— Start Entries shown —
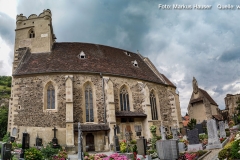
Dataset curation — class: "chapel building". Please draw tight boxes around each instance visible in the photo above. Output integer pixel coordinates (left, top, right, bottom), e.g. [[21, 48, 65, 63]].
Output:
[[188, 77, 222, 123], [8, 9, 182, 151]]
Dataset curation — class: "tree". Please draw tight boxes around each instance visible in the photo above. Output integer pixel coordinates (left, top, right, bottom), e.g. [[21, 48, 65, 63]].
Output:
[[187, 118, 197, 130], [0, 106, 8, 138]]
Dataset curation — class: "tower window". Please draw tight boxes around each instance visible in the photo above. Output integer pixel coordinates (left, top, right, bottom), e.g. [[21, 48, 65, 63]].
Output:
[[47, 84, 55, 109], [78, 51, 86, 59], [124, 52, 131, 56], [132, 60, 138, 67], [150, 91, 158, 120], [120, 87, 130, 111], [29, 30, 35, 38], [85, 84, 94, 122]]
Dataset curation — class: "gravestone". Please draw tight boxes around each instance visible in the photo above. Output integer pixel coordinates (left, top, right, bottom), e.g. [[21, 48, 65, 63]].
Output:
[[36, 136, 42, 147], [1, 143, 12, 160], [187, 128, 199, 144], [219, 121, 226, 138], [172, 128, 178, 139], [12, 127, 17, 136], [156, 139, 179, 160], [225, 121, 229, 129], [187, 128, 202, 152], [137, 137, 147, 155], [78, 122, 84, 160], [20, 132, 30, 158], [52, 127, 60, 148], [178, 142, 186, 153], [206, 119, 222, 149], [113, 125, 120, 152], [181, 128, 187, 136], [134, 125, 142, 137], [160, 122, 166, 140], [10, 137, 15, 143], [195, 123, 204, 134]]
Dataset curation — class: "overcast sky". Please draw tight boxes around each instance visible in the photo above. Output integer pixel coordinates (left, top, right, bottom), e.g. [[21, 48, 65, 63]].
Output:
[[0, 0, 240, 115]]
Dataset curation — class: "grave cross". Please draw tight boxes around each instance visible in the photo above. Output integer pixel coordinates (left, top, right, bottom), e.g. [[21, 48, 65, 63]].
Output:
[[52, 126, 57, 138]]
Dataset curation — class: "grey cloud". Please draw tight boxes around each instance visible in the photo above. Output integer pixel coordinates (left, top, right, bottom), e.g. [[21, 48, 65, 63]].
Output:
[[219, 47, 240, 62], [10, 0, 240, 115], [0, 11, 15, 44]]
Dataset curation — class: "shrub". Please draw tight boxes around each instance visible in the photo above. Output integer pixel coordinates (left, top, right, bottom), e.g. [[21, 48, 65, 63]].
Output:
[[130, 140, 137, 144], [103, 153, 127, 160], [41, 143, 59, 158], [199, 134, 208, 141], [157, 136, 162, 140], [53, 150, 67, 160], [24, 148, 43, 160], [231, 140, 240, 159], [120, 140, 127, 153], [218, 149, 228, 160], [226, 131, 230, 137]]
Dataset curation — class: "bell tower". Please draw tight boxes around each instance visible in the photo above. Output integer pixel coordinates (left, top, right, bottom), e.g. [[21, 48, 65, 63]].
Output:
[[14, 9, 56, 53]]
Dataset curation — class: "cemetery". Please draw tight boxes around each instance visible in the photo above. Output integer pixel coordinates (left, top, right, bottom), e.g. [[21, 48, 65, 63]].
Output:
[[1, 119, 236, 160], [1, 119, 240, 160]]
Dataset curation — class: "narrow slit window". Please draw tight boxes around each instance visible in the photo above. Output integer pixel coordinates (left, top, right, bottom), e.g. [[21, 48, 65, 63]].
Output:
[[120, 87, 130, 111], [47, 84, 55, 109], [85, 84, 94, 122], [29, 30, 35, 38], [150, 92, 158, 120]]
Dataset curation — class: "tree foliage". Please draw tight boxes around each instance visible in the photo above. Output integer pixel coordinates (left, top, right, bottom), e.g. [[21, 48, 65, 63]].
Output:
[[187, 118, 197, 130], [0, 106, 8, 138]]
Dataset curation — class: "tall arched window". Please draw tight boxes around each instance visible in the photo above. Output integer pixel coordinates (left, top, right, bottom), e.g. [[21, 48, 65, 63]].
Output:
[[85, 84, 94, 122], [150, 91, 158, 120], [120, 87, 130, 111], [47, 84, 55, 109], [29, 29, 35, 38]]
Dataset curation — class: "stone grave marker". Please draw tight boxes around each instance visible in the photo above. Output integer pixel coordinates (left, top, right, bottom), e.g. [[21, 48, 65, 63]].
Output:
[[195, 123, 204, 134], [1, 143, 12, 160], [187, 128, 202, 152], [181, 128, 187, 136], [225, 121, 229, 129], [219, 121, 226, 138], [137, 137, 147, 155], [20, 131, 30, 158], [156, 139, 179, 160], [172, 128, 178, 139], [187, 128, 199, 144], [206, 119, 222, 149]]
— End Entries shown —
Render all of the data above as a numbered list with one entry per line, skipping blank lines and omitting the pictures.

1. Dataset curation — class: "chapel building". Please draw tight boxes around each instance visible in the photo above. Output integer pixel coordinates (left, top, right, bottom), e.g. [[21, 48, 65, 63]].
2. Output:
3. [[188, 77, 222, 123], [8, 9, 182, 151]]
4. Dataset curation — class: "tree". Please draw tight boxes around each instance visible in the photo above. Output integer pixel coordinates (left, top, right, bottom), e.g. [[21, 48, 65, 63]].
5. Output:
6. [[187, 118, 197, 130], [0, 106, 8, 138]]
7. Dataset curation — class: "tower window". Please draw tight boxes around each instance visible in the photo above. Output integer pixel coordinates (left, top, right, bottom), e.g. [[21, 48, 65, 63]].
8. Output:
9. [[47, 84, 55, 109], [78, 51, 86, 59], [124, 52, 131, 56], [132, 60, 138, 67], [150, 91, 158, 120], [120, 87, 130, 111], [29, 30, 35, 38], [85, 84, 94, 122]]
10. Dataset curation — class: "gravestone". Please draw tight boxes around each instance visible in the photo above. Output integer pixel coordinates (left, top, right, bottom), e.g. [[21, 48, 65, 63]].
11. Output:
12. [[36, 136, 42, 147], [1, 143, 12, 160], [187, 128, 199, 144], [219, 121, 226, 138], [172, 128, 178, 139], [12, 127, 17, 136], [156, 139, 179, 160], [225, 121, 229, 129], [187, 128, 202, 152], [137, 137, 147, 155], [78, 122, 84, 160], [20, 132, 30, 158], [52, 127, 60, 148], [178, 142, 186, 153], [206, 119, 222, 149], [113, 125, 120, 152], [181, 128, 187, 136], [134, 125, 142, 137], [160, 122, 166, 140], [10, 137, 15, 143], [195, 123, 204, 134]]
13. Dataset curation — class: "overcast sky". Please draw tight boxes around each instance visible in the photo above. Output integer pixel coordinates (left, top, right, bottom), e.g. [[21, 48, 65, 63]].
14. Output:
15. [[0, 0, 240, 115]]
16. Dataset curation — class: "grave cross". Please draw tight boxes around each instance visible in the photo above. Output integer pixel coordinates (left, top, right, bottom), e.g. [[21, 48, 65, 63]].
17. Output:
18. [[52, 126, 57, 138]]
19. Dataset curation — class: "grey cloud". Please draw tight boxes around each instance visible in the photo above. Output integer pixel coordinates (left, top, right, bottom), e.g. [[21, 48, 65, 63]].
20. Output:
21. [[219, 47, 240, 62], [10, 0, 240, 115], [0, 11, 15, 44]]
22. Dataset curation — class: "shrub". Please draw tight boxes around each instance visible in the photo above. Output integer pixel coordinates (left, top, right, bottom), e.g. [[21, 48, 65, 63]].
23. Output:
24. [[130, 140, 137, 144], [103, 153, 127, 160], [41, 143, 59, 158], [199, 134, 208, 141], [157, 136, 162, 140], [53, 150, 67, 160], [24, 148, 43, 160], [231, 140, 240, 159], [120, 140, 127, 153], [218, 149, 228, 160], [226, 131, 230, 137]]
25. Dataset curation — class: "bell tower". Please draw tight boxes around each instance visible in the photo above. Output integer pixel coordinates (left, top, right, bottom), e.g. [[21, 48, 65, 63]].
26. Output:
27. [[14, 9, 56, 53]]
28. Dataset curation — class: "cemetery". Please draw tight boxes around each instance visible in the photo above. Output integer pixel coordinates (left, top, right, bottom), e.g. [[21, 48, 65, 63]].
29. Output:
30. [[1, 119, 236, 160], [1, 119, 240, 160]]
31. Dataset curation — class: "narrow slit window". Please draw tight boxes around each instance visible in the photo above. Output integer pixel coordinates (left, top, right, bottom), e.g. [[21, 48, 65, 63]].
32. Output:
33. [[120, 87, 130, 111], [47, 84, 55, 109], [85, 84, 94, 122], [29, 30, 35, 38], [150, 92, 158, 120]]
34. Dataset curation — class: "tree foliage". Please draw tight boxes around each instance visible in the photo above. Output integer pixel coordinates (left, top, right, bottom), e.g. [[21, 48, 65, 63]].
35. Output:
36. [[187, 118, 197, 130], [0, 106, 8, 138]]
37. Dataset curation — class: "tall arched window". Please draw tight boxes around each instance visible in the photo above. Output integer pixel coordinates (left, top, right, bottom), e.g. [[21, 48, 65, 63]].
38. Output:
39. [[85, 84, 94, 122], [150, 91, 158, 120], [120, 87, 130, 111], [47, 84, 55, 109], [29, 29, 35, 38]]
40. Dataset curation — class: "stone grave marker". Please draw tight boxes around each instance visible in the photo above. Output integer pixel coordinates (left, top, right, bottom), e.g. [[21, 48, 65, 63]].
41. Output:
42. [[195, 123, 204, 134], [1, 143, 12, 160], [187, 128, 202, 152], [181, 128, 187, 136], [225, 121, 229, 129], [219, 121, 226, 138], [137, 137, 147, 155], [20, 131, 30, 158], [156, 139, 179, 160], [172, 128, 178, 139], [187, 128, 199, 144], [206, 119, 222, 149]]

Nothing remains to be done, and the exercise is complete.